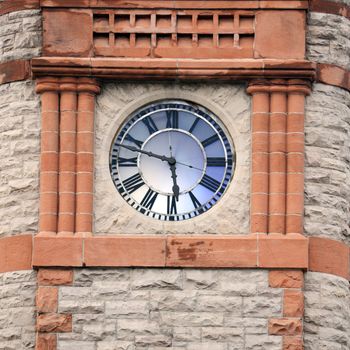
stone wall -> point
(115, 103)
(19, 154)
(327, 168)
(20, 35)
(328, 39)
(156, 309)
(17, 310)
(327, 312)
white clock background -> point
(116, 102)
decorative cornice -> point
(180, 4)
(183, 69)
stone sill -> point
(136, 69)
(292, 251)
(207, 251)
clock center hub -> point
(184, 151)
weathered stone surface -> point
(55, 277)
(116, 102)
(327, 312)
(20, 35)
(327, 163)
(159, 309)
(47, 299)
(328, 39)
(19, 153)
(156, 278)
(17, 310)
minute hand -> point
(150, 154)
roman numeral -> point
(194, 125)
(127, 161)
(149, 199)
(171, 206)
(210, 140)
(151, 126)
(172, 119)
(132, 183)
(135, 141)
(210, 183)
(216, 161)
(195, 201)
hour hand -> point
(150, 154)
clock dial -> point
(172, 160)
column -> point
(87, 89)
(277, 157)
(68, 108)
(295, 156)
(260, 157)
(49, 90)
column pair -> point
(277, 188)
(66, 166)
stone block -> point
(54, 323)
(156, 278)
(55, 277)
(127, 309)
(47, 299)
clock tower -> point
(175, 175)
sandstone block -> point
(54, 323)
(262, 306)
(285, 326)
(293, 303)
(286, 279)
(47, 299)
(46, 341)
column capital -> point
(47, 84)
(88, 85)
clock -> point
(172, 160)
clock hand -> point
(171, 161)
(189, 166)
(150, 154)
(176, 188)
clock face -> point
(172, 160)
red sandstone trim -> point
(331, 7)
(214, 69)
(291, 325)
(14, 71)
(16, 253)
(48, 321)
(262, 251)
(18, 5)
(181, 4)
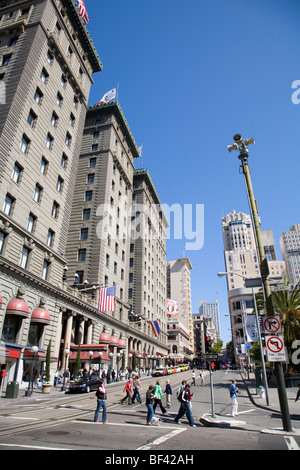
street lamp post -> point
(258, 332)
(241, 145)
(28, 392)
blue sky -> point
(191, 74)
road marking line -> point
(34, 447)
(126, 424)
(21, 417)
(162, 439)
(291, 443)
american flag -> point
(83, 11)
(155, 325)
(107, 299)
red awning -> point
(17, 307)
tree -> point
(287, 306)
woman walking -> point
(149, 404)
(101, 397)
(185, 407)
(157, 398)
(128, 390)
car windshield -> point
(82, 380)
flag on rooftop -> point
(83, 11)
(155, 325)
(109, 96)
(107, 299)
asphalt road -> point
(65, 422)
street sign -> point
(210, 357)
(272, 325)
(275, 349)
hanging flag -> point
(109, 96)
(155, 325)
(83, 11)
(107, 299)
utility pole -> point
(242, 145)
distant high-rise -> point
(179, 289)
(211, 309)
(290, 248)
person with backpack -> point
(185, 407)
(158, 397)
(128, 390)
(101, 397)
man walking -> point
(233, 395)
(101, 397)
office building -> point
(211, 309)
(47, 62)
(179, 289)
(290, 249)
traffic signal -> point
(207, 344)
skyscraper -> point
(47, 63)
(211, 309)
(290, 248)
(179, 289)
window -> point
(10, 328)
(43, 165)
(6, 59)
(68, 139)
(91, 178)
(54, 119)
(63, 81)
(24, 257)
(31, 223)
(88, 195)
(59, 99)
(24, 144)
(38, 96)
(44, 75)
(86, 214)
(8, 204)
(50, 237)
(55, 210)
(64, 160)
(37, 193)
(49, 57)
(31, 118)
(2, 238)
(84, 234)
(45, 270)
(49, 141)
(59, 184)
(82, 254)
(16, 173)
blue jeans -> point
(136, 395)
(100, 404)
(185, 409)
(150, 412)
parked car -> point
(85, 384)
(159, 371)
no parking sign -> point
(275, 349)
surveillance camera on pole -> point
(241, 145)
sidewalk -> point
(273, 407)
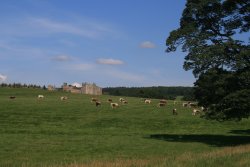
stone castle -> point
(86, 88)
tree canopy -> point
(215, 36)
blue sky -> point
(108, 42)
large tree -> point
(215, 36)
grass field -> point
(75, 133)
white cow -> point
(147, 101)
(64, 98)
(40, 96)
(114, 105)
(195, 112)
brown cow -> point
(147, 101)
(97, 103)
(195, 112)
(114, 105)
(94, 99)
(163, 101)
(161, 104)
(175, 111)
(110, 100)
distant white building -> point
(85, 88)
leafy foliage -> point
(209, 32)
(152, 92)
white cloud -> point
(110, 61)
(125, 76)
(62, 58)
(147, 44)
(3, 78)
(81, 67)
(76, 85)
(62, 27)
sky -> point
(108, 42)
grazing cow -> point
(184, 104)
(193, 105)
(64, 98)
(114, 105)
(175, 111)
(97, 103)
(121, 100)
(125, 102)
(163, 101)
(110, 100)
(94, 99)
(195, 112)
(40, 97)
(147, 101)
(161, 104)
(203, 109)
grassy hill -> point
(51, 132)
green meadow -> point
(76, 133)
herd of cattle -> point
(161, 103)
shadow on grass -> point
(242, 132)
(214, 140)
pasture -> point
(76, 133)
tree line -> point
(214, 34)
(20, 85)
(160, 92)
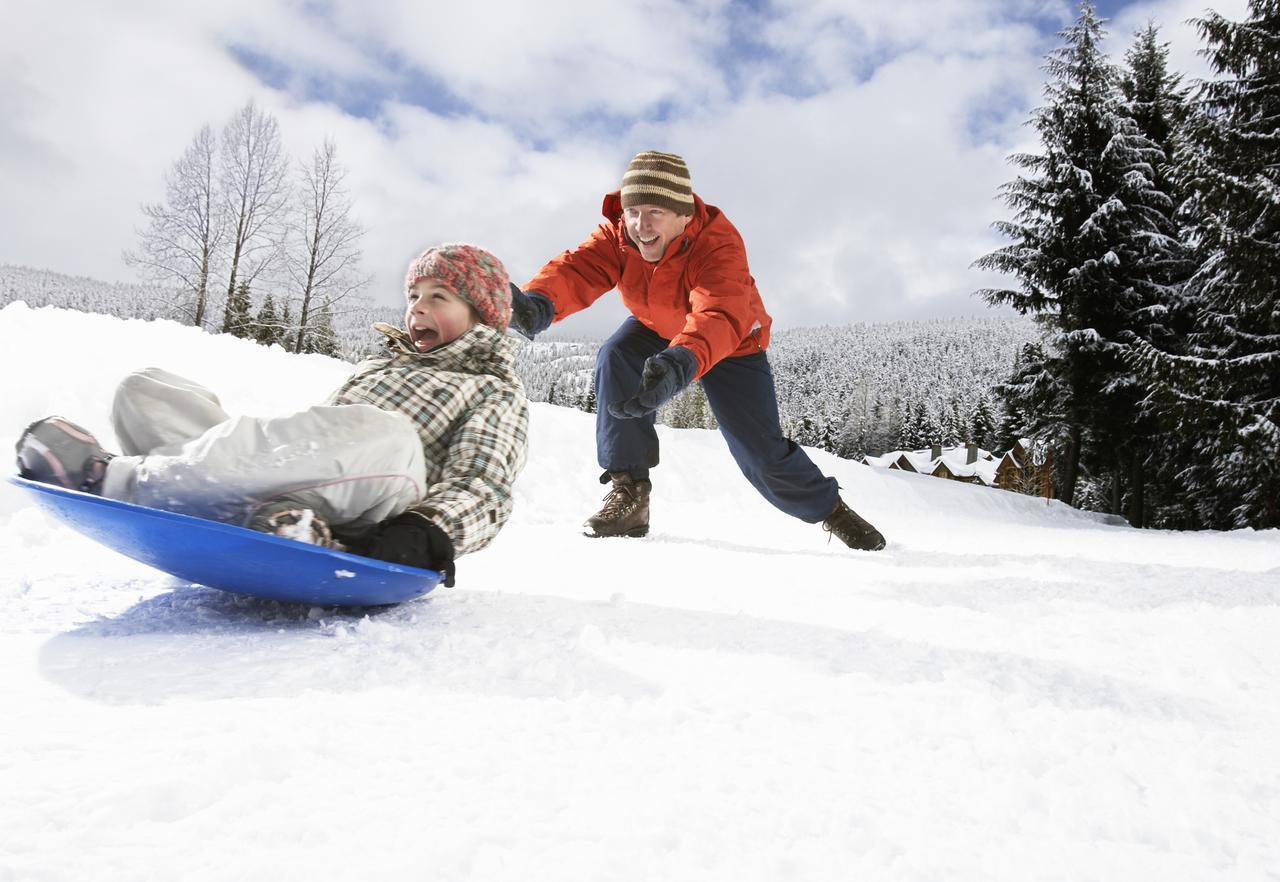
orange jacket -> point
(700, 295)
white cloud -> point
(864, 188)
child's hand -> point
(412, 540)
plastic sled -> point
(229, 557)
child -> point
(410, 461)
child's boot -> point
(56, 451)
(292, 520)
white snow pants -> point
(353, 465)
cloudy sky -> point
(858, 145)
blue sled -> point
(229, 557)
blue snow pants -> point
(741, 394)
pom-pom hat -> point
(472, 274)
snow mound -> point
(1013, 690)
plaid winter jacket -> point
(472, 416)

» TASK TO COMPLETE:
Can you copy, word for word, everything from the line containing "cloudy sky -> point" down to the last line of the items above?

» FINISHED ANSWER:
cloudy sky -> point
(858, 145)
blue sled -> point
(229, 557)
blue snow pants -> point
(741, 394)
pom-pom hat -> point
(472, 274)
snow mound -> point
(1013, 690)
plaid winter jacket -> point
(472, 416)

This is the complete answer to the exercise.